Text:
April 5, 2017 at 17:06 by Andrew Moran

Copper prices are surging on Wednesday after new US economic data propelled the industrial metal to a one-week high. The red metal was also supported midweek by the return of Chinese investors following a holiday.

May copper futures rose $0.061, or 2.34%, to $2.673 per pound at 16:37 GMT on Wednesday on the New York Mercantile Exchange. Copper prices suffered a 1% drop on Monday and posted small gains on Tuesday. Year-to-date, copper has climbed more than 6% on a sliding US dollar, supply disruptions, and growing international demand.

The industrial metal rose amid a glowing US jobs outlook from the ADP National Employment Report. The preview of the non-farm payrolls showed that US private employers added 263,000 jobs in March, higher than the initial forecasts of 187,000. This gave the markets some much needed optimism and a sign that the economy may be roaring once again.

After a holiday break, China, the world’s largest buyer of industrial metals, returned to buying.

The red metal has benefited this year from a weaker greenback as the US dollar has dipped to multi-week lows. A declining US dollar makes commodities like gold, silver, and copper cheaper for foreign investors to purchase.

Copper’s rise comes as Chile, the world’s biggest producer of copper, was urged by industry leaders to adopt new technologies and improve labor relations in order to continue its global standing. Despite controlling one-third of the planet’s supply of copper, Chile has seen its productivity tumble in recent years. For instance, its mining operations were recently disrupted at Escondida over disputes between the union and operators.

Image point annotation entries
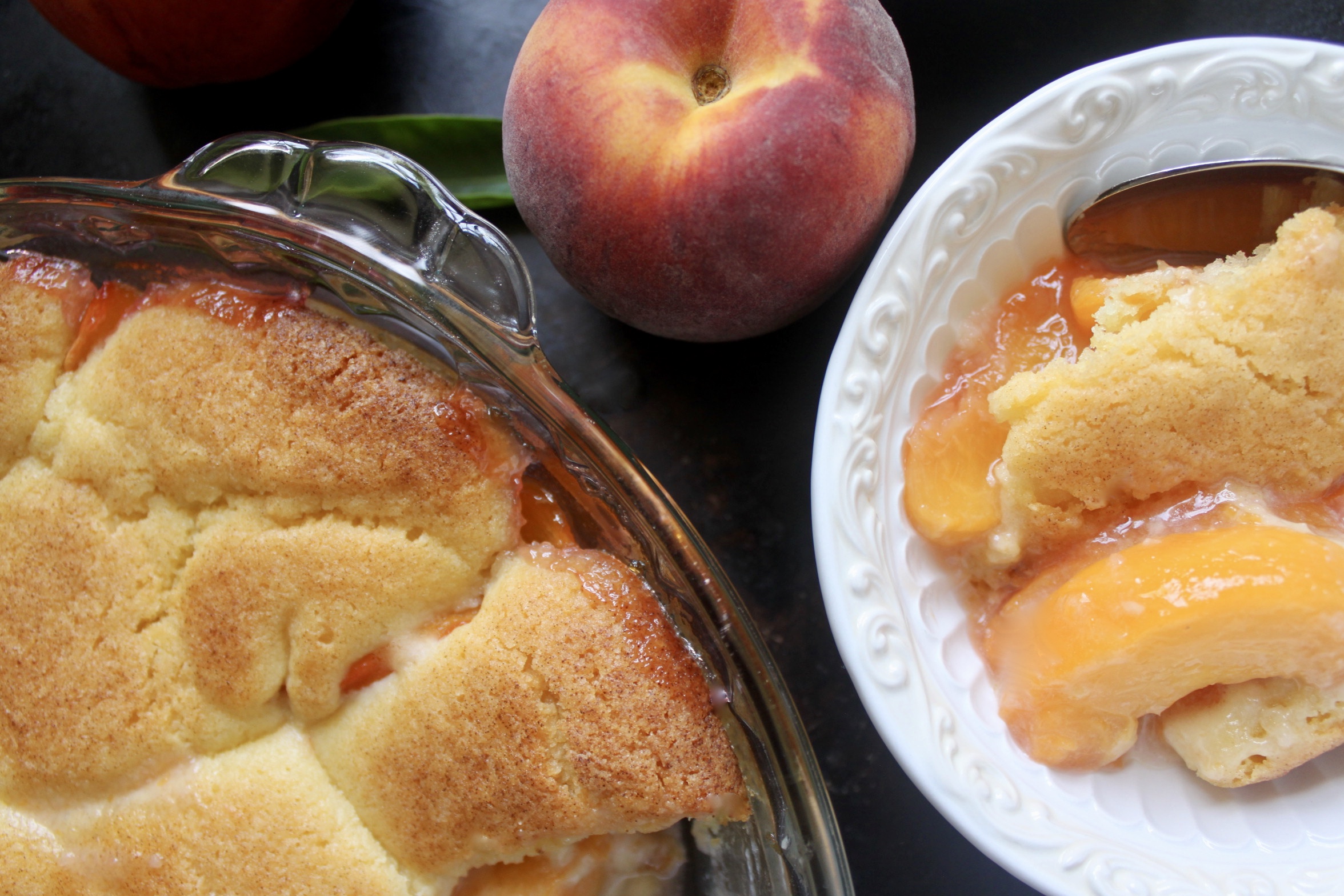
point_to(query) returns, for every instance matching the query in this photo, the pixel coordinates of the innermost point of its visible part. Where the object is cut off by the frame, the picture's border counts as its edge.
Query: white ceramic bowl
(990, 214)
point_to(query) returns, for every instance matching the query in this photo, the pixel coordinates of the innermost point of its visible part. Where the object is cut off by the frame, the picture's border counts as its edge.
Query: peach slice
(948, 456)
(1086, 296)
(1133, 633)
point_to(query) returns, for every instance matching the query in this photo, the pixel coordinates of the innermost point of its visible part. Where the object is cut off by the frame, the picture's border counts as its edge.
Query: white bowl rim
(823, 492)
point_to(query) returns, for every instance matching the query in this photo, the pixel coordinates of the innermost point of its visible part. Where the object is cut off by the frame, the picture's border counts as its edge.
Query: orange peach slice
(1136, 632)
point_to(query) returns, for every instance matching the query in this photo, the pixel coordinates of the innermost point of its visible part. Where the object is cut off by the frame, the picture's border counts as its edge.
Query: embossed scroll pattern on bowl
(990, 214)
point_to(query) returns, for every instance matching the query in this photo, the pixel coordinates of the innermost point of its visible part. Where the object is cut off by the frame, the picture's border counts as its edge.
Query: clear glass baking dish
(381, 239)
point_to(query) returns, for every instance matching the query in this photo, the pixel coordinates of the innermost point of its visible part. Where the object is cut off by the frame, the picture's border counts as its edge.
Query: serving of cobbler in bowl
(314, 581)
(1079, 530)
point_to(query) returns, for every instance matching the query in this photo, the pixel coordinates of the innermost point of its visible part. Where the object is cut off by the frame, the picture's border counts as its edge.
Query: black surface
(727, 429)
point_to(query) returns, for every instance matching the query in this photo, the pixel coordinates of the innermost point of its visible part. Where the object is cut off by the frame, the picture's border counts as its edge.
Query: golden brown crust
(219, 514)
(306, 411)
(1254, 339)
(96, 692)
(1260, 730)
(35, 296)
(579, 739)
(269, 607)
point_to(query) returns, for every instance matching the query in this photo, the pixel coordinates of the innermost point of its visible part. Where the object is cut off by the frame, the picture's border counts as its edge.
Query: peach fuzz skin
(177, 43)
(721, 221)
(1137, 630)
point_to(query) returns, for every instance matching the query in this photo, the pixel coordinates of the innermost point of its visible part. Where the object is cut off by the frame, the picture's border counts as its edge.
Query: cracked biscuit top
(219, 511)
(1194, 375)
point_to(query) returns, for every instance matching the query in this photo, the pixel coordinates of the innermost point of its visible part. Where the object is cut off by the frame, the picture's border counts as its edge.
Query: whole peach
(707, 170)
(177, 43)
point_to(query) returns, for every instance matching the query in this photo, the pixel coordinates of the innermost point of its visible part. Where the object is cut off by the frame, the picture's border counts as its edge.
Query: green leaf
(464, 152)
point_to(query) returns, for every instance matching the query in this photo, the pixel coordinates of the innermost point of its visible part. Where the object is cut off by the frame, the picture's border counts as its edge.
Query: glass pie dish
(379, 239)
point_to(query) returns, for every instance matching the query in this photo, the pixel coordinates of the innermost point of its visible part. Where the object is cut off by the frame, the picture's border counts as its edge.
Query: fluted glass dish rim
(413, 259)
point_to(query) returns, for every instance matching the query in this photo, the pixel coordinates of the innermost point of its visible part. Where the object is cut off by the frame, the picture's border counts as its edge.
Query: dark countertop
(727, 429)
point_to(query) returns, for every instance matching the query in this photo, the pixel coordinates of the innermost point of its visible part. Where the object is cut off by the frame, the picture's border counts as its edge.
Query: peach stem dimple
(710, 82)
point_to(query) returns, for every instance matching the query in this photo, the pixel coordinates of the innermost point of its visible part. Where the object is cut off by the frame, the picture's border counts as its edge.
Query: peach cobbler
(1142, 483)
(283, 613)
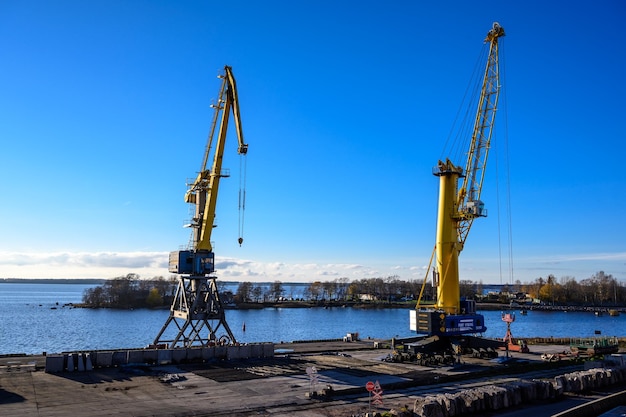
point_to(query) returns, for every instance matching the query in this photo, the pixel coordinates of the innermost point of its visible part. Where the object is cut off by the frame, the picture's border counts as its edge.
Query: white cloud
(152, 264)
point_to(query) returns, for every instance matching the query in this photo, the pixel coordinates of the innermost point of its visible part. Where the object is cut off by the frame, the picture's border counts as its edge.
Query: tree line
(132, 292)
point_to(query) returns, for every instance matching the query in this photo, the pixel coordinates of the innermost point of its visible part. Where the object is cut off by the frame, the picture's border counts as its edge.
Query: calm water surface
(34, 319)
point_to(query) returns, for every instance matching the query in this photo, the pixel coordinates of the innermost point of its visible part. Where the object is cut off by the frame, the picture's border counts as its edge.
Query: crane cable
(419, 299)
(243, 163)
(507, 191)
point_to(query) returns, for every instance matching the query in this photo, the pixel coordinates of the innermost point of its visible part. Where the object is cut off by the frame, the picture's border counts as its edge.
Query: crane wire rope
(243, 164)
(504, 152)
(461, 130)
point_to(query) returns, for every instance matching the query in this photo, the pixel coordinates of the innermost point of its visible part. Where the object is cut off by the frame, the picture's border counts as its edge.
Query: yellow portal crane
(204, 190)
(197, 307)
(457, 209)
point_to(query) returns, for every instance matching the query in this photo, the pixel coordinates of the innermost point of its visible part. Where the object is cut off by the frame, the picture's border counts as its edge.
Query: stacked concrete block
(164, 356)
(194, 354)
(136, 356)
(150, 356)
(179, 355)
(104, 359)
(483, 399)
(208, 353)
(55, 363)
(120, 357)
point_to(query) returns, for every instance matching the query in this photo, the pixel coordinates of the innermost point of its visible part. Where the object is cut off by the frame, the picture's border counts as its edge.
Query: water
(34, 319)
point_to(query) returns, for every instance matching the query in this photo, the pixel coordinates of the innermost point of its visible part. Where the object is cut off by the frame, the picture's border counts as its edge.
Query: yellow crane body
(457, 209)
(199, 260)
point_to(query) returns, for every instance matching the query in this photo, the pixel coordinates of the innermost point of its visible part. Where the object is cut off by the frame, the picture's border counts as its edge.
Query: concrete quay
(278, 386)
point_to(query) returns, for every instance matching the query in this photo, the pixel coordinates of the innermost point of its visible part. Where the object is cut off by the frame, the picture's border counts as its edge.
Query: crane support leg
(197, 316)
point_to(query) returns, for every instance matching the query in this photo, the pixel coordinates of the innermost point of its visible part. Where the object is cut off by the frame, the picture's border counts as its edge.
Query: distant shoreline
(94, 281)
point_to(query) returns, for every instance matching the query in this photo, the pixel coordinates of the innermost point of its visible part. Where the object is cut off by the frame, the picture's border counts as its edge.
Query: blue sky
(104, 112)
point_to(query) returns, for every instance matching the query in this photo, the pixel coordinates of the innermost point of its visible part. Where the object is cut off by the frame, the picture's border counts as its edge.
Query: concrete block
(179, 355)
(70, 363)
(164, 356)
(103, 359)
(268, 350)
(233, 352)
(256, 350)
(54, 363)
(150, 356)
(88, 363)
(208, 353)
(194, 354)
(120, 357)
(136, 356)
(244, 351)
(221, 352)
(80, 362)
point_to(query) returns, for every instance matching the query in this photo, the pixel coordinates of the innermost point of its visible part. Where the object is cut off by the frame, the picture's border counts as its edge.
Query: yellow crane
(457, 210)
(197, 312)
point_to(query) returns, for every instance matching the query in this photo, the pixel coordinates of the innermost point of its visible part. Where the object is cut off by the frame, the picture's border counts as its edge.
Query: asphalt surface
(277, 387)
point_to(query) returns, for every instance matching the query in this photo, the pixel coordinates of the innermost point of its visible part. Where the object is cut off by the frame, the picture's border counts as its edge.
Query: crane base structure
(196, 315)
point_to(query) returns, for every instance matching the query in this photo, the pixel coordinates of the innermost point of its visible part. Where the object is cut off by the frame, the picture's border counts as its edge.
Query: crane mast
(197, 313)
(457, 209)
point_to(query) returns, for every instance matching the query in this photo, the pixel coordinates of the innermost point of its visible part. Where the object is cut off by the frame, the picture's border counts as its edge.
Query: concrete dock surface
(279, 387)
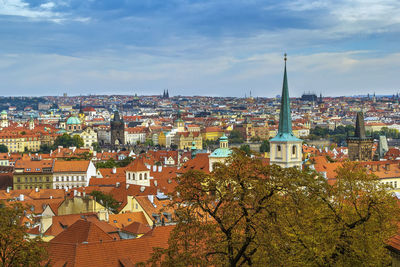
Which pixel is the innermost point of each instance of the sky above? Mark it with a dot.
(199, 47)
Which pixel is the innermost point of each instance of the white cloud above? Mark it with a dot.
(341, 73)
(23, 9)
(45, 11)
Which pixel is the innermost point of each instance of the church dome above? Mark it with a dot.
(73, 120)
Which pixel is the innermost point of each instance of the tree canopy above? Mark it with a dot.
(16, 249)
(246, 213)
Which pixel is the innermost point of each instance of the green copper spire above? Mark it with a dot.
(285, 119)
(285, 132)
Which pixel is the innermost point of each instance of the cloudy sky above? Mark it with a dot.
(199, 47)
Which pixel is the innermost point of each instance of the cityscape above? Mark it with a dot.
(188, 133)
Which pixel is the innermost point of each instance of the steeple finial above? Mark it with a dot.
(285, 119)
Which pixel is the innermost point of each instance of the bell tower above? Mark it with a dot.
(286, 148)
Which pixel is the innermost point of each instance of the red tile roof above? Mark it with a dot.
(109, 253)
(82, 231)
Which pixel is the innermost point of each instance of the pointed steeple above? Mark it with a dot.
(285, 119)
(360, 127)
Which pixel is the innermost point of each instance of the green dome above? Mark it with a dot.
(62, 131)
(223, 138)
(73, 120)
(221, 153)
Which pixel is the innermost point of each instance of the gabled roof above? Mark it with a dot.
(71, 166)
(137, 228)
(82, 231)
(137, 166)
(109, 253)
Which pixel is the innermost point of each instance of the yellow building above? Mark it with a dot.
(212, 133)
(184, 140)
(162, 140)
(18, 143)
(29, 174)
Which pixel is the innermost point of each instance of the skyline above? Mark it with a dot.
(226, 47)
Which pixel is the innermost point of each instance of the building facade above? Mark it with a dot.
(286, 148)
(360, 145)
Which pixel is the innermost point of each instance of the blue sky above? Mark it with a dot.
(199, 47)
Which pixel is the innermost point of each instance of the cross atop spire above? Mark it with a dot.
(360, 127)
(285, 118)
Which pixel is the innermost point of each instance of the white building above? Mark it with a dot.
(72, 174)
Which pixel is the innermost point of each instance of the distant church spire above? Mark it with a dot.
(285, 118)
(360, 127)
(286, 148)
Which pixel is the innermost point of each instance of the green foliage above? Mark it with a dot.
(264, 146)
(66, 140)
(210, 143)
(149, 142)
(236, 137)
(106, 200)
(3, 148)
(16, 249)
(247, 213)
(108, 164)
(113, 163)
(246, 149)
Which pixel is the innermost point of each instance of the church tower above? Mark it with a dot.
(360, 145)
(286, 149)
(117, 131)
(31, 123)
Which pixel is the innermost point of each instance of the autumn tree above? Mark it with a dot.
(16, 249)
(246, 213)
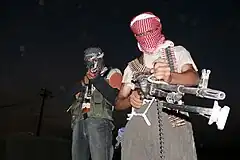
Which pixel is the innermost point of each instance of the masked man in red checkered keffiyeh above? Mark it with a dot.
(169, 136)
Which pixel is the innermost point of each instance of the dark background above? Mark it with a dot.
(42, 46)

Task 1: According to the copper prices text, how has the weaker US dollar helped copper this year?
Task 2: Please reproduce everything in the copper prices text from "The industrial metal rose" down to "for foreign investors to purchase.".

Worked solution 1: A declining US dollar makes commodities such as copper cheaper for foreign investors to buy. The red metal has benefited this year as the dollar dipped to multi-week lows.

Worked solution 2:
The industrial metal rose amid a glowing US jobs outlook from the ADP National Employment Report. The preview of the non-farm payrolls showed that US private employers added 263,000 jobs in March, higher than the initial forecasts of 187,000. This gave the markets some much needed optimism and a sign that the economy may be roaring once again.

After a holiday break, China, the world’s largest buyer of industrial metals, returned to buying.

The red metal has benefited this year from a weaker greenback as the US dollar has dipped to multi-week lows. A declining US dollar makes commodities like gold, silver, and copper cheaper for foreign investors to purchase.